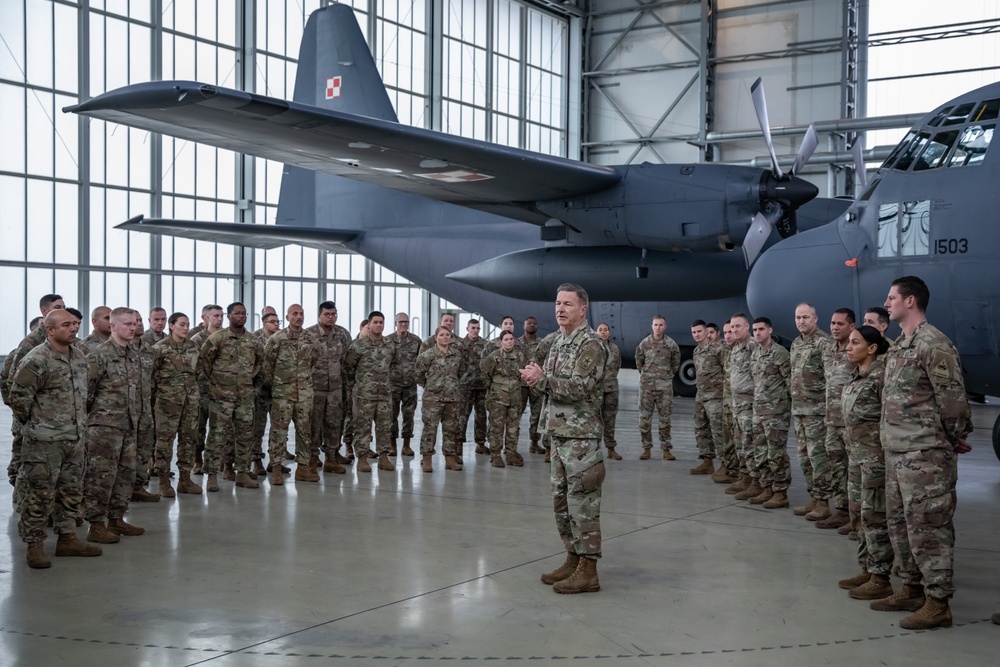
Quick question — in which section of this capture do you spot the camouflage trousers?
[885,449,958,600]
[352,396,392,456]
[18,438,83,543]
[733,408,754,475]
[390,385,417,440]
[310,389,350,463]
[521,386,544,447]
[847,438,894,576]
[600,391,618,449]
[204,396,254,475]
[792,415,833,500]
[551,436,605,558]
[83,426,136,525]
[153,392,198,475]
[639,387,674,449]
[694,397,722,459]
[267,392,313,466]
[250,390,274,461]
[716,401,740,478]
[420,398,463,456]
[487,401,523,454]
[458,389,487,445]
[813,424,848,512]
[750,413,792,493]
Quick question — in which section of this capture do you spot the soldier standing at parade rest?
[871,276,972,630]
[153,313,201,498]
[480,331,525,468]
[10,309,101,569]
[416,327,465,472]
[837,326,893,600]
[592,322,622,461]
[521,283,606,593]
[635,315,681,461]
[387,313,421,456]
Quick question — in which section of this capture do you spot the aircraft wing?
[116,215,357,252]
[64,81,620,223]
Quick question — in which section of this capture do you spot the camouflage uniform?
[814,338,854,512]
[306,324,351,463]
[458,336,490,451]
[533,322,606,558]
[791,329,833,500]
[416,345,466,456]
[386,331,420,441]
[479,348,525,456]
[596,340,622,449]
[881,322,972,599]
[83,339,142,523]
[9,342,88,543]
[750,342,791,493]
[153,336,199,475]
[635,334,681,450]
[201,327,262,475]
[692,339,726,459]
[727,338,757,475]
[344,337,398,457]
[841,359,893,577]
[261,327,322,466]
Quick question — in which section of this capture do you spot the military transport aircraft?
[60,5,850,393]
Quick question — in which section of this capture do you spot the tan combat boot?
[56,532,101,556]
[688,458,715,475]
[542,553,580,586]
[869,584,925,611]
[87,521,122,544]
[552,556,601,594]
[899,597,951,630]
[177,470,201,495]
[847,574,892,600]
[26,541,52,570]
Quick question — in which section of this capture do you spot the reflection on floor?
[0,390,1000,667]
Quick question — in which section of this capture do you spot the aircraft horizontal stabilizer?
[64,81,621,222]
[116,215,357,252]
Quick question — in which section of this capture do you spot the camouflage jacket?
[306,324,352,391]
[691,340,726,401]
[840,359,885,448]
[153,336,198,397]
[791,329,830,415]
[417,345,466,403]
[881,322,972,452]
[479,349,525,407]
[533,322,607,440]
[199,327,262,403]
[635,334,681,392]
[87,339,142,431]
[344,336,396,401]
[386,331,421,387]
[261,327,322,401]
[601,339,622,394]
[823,338,854,428]
[750,342,792,418]
[10,341,87,442]
[727,337,757,413]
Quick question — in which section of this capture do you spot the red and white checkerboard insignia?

OBJECTIVE:
Copy every item above word for word, leaving out the pictures.

TASK RESULT:
Quick question — in which section of this capture do you spot the camouflage trousers?
[885,449,958,600]
[352,396,392,456]
[18,438,83,543]
[733,408,754,475]
[390,385,417,440]
[310,389,350,463]
[521,386,544,447]
[847,438,894,576]
[600,391,618,449]
[204,396,254,475]
[792,415,833,500]
[551,436,605,558]
[83,426,136,525]
[153,392,198,475]
[639,387,674,449]
[694,397,722,459]
[267,392,313,466]
[250,390,274,461]
[716,401,740,478]
[420,398,463,456]
[487,401,523,454]
[458,389,487,445]
[813,424,848,512]
[750,413,792,493]
Quick question — in which section of this capture do you spot the soldier standing at parade rest?
[871,276,972,630]
[153,313,201,498]
[480,331,525,468]
[10,309,101,569]
[416,327,465,472]
[837,326,893,600]
[592,322,622,461]
[521,283,606,593]
[635,315,681,461]
[387,313,421,456]
Quick question — in which section of this capture do you spot the aircraft wing?
[116,215,357,252]
[64,81,620,223]
Quick question — in which section of this capture do you spot the camouflage uniform?
[814,338,854,512]
[306,324,351,463]
[458,336,490,451]
[533,322,606,558]
[791,329,833,500]
[416,345,466,456]
[386,331,420,441]
[479,348,525,456]
[596,340,622,449]
[881,322,972,599]
[83,339,142,523]
[9,342,88,543]
[750,342,791,493]
[153,336,199,475]
[635,334,681,450]
[201,327,262,475]
[692,339,726,459]
[727,338,757,475]
[344,337,398,457]
[841,359,893,577]
[261,327,322,466]
Quick question — in which section of this capture do you spot the military transport aircraft?
[60,5,850,393]
Quick question — in which section of this capture do you spot the tan combat boot?
[56,532,101,556]
[688,458,715,475]
[542,553,580,586]
[869,584,925,611]
[87,521,122,544]
[552,556,601,594]
[899,597,951,630]
[177,470,201,495]
[847,574,892,600]
[26,541,52,570]
Quick question — in which section of this capture do you spot the reflection on floor?
[0,390,1000,667]
Quick question — in which section of this capture do you spot the aircraft horizontal stabilizer?
[64,81,621,222]
[116,215,357,252]
Quick question — in which section of this capture do you spot the camouflage jacket?
[306,324,352,391]
[691,340,726,401]
[840,359,885,448]
[153,336,198,397]
[791,329,830,415]
[417,345,466,403]
[881,322,972,452]
[479,349,525,407]
[533,322,607,440]
[199,327,262,403]
[635,334,681,392]
[87,339,142,431]
[344,336,396,401]
[386,331,421,387]
[261,327,322,401]
[601,339,622,394]
[823,338,854,428]
[750,342,792,418]
[10,341,87,442]
[727,337,757,413]
Quick question — in which section of this capture do you spot the red and white checkerboard insignia?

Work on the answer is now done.